THE REQUEST: Retype every entry exactly, character for character.

BEGIN ROWS

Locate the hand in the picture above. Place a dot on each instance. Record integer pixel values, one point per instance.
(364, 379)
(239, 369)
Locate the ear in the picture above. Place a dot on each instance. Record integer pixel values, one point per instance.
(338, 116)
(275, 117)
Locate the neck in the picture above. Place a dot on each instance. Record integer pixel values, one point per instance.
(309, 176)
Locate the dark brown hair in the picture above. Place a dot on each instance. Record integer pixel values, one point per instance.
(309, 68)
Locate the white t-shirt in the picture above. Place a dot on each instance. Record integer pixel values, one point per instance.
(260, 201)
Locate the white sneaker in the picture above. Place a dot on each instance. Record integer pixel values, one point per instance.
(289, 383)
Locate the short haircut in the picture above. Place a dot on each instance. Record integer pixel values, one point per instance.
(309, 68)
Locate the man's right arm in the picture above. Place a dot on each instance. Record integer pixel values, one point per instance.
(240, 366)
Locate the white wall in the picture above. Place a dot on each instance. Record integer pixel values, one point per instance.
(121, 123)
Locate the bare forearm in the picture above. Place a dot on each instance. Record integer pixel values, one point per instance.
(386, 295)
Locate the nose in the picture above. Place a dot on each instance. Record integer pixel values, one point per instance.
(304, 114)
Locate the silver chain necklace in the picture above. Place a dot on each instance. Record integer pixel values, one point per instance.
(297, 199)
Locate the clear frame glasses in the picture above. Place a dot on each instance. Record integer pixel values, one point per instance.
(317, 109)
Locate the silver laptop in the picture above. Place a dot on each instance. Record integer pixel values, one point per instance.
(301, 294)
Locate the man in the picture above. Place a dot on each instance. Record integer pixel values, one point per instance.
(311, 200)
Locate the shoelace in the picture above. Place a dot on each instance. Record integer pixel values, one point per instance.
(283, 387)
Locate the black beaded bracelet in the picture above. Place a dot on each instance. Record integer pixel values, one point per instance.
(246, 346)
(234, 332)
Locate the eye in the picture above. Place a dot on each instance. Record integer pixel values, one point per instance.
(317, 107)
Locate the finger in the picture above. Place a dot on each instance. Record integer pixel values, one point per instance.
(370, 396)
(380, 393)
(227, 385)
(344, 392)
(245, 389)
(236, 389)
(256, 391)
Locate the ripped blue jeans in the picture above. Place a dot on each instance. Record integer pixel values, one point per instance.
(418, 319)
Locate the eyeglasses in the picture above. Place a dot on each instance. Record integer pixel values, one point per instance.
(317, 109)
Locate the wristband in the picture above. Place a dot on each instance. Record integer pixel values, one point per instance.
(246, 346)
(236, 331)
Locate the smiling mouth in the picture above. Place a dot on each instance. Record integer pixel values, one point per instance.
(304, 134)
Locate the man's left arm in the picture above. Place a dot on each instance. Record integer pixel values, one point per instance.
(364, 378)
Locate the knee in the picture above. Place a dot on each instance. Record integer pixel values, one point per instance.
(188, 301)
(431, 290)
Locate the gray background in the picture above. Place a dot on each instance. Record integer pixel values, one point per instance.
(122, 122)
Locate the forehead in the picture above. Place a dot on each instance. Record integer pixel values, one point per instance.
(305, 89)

END ROWS

TASK RESULT:
Locate the hand in the picture above. Place a dot on each instance. Record integer pixel values, one point per instance.
(364, 379)
(239, 369)
Locate the ear in the picture above. Place a dot on each instance. Record integer pixel values, one point per instance.
(338, 116)
(275, 117)
Locate the neck in the picture above. Place a dot on each instance. Record integer pixel values, one point per instance.
(309, 176)
Locate the dark brown hair in the picture above. Place a dot on each instance. Record integer pixel values, one point per instance.
(309, 68)
Locate the white t-shirt in the picture above. Place a dot on each instance. Record integer pixel values, one point per instance.
(260, 201)
Locate the white sneaker in the picture above. Place a dot on each instance. Record integer pixel values, one point per instance.
(289, 383)
Locate the short haircut in the picture above. Place a dot on each instance. Record integer pixel values, one point per instance.
(309, 68)
Locate the man's right arm in the picture above. Place a dot on each instance. Record integer pixel values, one point per instance.
(240, 366)
Locate the white wall in the picture above. Place a dot on each instance. Record integer pixel values, one point per instance.
(121, 123)
Locate the bare forearm in the picture above. Place a dot on each instance. Record integer pixel values, one point per instance.
(386, 295)
Locate the nose in the picture above. Place a dot on each instance. Record integer pixel values, one point per instance.
(304, 114)
Locate the silver chain necklace in the picture above. Place a dot on each instance. Record integer pixel values, one point per instance.
(297, 199)
Locate the clear frame glasses in the picture above. Place a dot on each instance. Record integer pixel values, one point per instance.
(317, 109)
Locate the silver laptop in the picture above. Place a dot on each instance. Record integer pixel values, one point per instance.
(301, 294)
Locate the man in the picture above. Place a dot on each instance. Record integer pixel values, one point per instance.
(311, 200)
Locate the shoelace in the picture above. Place a dot on each instance. Record integer pixel values, one point per instance.
(283, 387)
Locate the black beaded bracelet in the picture above. Place a dot on each instance. Record integer pixel values, one point per instance.
(246, 346)
(234, 332)
Locate the eye in the picture above. Place a dot on each instance. Record integer pixel values, one point per instance.
(317, 107)
Locate the finger in the picture above. Place a dot on each instance. Record integer pixel values, one point per instance.
(370, 396)
(380, 393)
(227, 385)
(344, 392)
(245, 389)
(236, 389)
(256, 391)
Locate the ripped blue jeans in the picture above. Place a dot on each instance. Record integer pixel values, one point per instance.
(418, 319)
Locate the eyeglasses in the picture above. Place a dot on each instance. Record integer pixel values, one point per instance.
(317, 109)
Locate the wristband in the picture above. Place a dot on each instance. Record integer pixel values, one point per instance.
(246, 346)
(236, 331)
Locate the smiling mouth in the picture above. Place a dot on each instance. Record integer pixel values, one point per instance.
(304, 134)
Locate the man's left arm in the picture above. Place a dot on each instance. Record integer pixel values, one point per instance.
(364, 378)
Locate the knee in the picture above. Place a dot on each instance. Record integer pixel values, one point per instance.
(188, 301)
(431, 290)
Locate the gray background in the picture above. Place a dot on each instance. Record integer pixel values, one point per instance.
(122, 122)
Locate the forehead in the picture above. Place a dot on each instance. Record integer pixel values, one point per instance.
(305, 89)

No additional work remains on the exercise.